• [EXERCISE BRIEF]: Read the data, and whenever a line holds the word "lamp", report that line.

• [PROVIDED MATERIAL]:
--*--
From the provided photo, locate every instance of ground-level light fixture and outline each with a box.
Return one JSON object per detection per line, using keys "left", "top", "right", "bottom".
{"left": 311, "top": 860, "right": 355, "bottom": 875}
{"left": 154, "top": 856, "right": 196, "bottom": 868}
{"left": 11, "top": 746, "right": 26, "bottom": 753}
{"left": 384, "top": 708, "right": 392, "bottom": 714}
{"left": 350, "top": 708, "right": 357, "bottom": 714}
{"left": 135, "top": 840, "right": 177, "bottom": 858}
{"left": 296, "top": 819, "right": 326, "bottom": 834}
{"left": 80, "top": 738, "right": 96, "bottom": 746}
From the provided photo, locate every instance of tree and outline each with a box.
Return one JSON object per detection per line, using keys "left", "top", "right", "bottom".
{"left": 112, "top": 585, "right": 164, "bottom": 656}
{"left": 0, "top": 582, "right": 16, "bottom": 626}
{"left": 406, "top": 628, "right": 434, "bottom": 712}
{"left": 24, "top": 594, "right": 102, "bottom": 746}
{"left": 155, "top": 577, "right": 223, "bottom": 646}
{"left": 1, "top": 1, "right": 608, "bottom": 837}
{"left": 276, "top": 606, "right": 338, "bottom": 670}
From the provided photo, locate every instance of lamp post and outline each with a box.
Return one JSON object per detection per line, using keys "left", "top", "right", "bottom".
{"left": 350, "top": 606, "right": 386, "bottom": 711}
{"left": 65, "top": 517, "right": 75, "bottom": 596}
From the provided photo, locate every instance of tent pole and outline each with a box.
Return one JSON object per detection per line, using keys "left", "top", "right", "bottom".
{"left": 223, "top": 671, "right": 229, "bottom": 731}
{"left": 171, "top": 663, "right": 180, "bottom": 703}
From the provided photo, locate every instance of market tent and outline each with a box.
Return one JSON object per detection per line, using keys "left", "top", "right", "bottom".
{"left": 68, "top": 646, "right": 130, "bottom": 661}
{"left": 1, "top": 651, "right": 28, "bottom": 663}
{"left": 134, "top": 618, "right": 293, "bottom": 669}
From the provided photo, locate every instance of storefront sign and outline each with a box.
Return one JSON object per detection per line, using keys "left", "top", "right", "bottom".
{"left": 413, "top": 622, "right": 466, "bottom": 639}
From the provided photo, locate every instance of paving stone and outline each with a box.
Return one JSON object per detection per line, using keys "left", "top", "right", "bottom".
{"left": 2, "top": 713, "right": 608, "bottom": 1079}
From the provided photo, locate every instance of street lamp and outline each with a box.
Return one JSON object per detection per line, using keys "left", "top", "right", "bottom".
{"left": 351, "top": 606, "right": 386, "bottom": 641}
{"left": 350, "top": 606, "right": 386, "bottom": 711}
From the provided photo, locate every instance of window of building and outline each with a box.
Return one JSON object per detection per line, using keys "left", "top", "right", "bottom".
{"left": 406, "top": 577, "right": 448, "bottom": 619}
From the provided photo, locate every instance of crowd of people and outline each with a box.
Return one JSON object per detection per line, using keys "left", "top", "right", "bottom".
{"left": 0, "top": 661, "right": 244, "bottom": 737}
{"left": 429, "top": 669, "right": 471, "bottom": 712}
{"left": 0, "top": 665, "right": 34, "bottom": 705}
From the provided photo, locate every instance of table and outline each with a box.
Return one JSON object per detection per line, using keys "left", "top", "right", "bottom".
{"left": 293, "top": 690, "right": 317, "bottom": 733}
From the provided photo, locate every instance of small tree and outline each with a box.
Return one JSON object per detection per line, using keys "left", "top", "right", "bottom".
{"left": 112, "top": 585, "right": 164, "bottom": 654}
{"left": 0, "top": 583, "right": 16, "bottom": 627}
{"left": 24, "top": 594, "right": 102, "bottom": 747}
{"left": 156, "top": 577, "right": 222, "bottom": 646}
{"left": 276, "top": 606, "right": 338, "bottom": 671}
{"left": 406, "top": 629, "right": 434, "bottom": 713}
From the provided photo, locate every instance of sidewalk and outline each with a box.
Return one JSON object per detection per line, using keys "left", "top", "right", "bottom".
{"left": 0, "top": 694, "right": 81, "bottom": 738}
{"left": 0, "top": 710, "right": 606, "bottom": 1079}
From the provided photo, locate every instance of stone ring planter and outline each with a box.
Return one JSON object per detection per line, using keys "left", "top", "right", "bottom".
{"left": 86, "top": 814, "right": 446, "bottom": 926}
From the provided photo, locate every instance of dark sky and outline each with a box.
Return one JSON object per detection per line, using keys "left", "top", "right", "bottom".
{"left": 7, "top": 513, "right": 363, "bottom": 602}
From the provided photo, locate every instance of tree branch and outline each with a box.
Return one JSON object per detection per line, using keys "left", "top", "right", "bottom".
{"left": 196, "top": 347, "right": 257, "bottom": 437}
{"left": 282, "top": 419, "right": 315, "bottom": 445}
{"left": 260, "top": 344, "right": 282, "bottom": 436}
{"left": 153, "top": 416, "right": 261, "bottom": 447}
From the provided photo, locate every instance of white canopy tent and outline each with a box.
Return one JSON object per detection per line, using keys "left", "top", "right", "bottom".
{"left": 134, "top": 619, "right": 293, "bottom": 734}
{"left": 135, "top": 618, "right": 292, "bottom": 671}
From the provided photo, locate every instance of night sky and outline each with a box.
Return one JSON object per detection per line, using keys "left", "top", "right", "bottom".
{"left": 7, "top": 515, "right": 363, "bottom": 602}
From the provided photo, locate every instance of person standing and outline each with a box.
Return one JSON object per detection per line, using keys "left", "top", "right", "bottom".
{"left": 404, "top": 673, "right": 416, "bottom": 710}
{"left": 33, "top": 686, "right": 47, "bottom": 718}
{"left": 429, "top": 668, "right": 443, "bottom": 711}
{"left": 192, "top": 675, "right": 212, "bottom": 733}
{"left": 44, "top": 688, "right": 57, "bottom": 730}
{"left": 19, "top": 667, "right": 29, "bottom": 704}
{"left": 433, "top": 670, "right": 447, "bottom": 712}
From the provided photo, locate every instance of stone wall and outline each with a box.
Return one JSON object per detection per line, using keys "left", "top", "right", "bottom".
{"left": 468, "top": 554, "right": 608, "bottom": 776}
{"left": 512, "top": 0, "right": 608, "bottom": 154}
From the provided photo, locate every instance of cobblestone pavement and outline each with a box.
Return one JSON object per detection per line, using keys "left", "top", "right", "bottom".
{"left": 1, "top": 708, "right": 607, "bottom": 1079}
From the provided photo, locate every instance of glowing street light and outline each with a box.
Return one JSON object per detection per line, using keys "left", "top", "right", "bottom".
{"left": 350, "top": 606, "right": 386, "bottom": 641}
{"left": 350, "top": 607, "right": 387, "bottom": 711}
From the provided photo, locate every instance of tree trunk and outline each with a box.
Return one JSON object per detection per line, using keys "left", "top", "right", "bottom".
--*--
• [SOLUTION FOR THIS TASK]:
From the provided photo, locate every instance of lamp post and outline each with a box.
From the provided photo, locate every instance of street lamp and outline each with a box.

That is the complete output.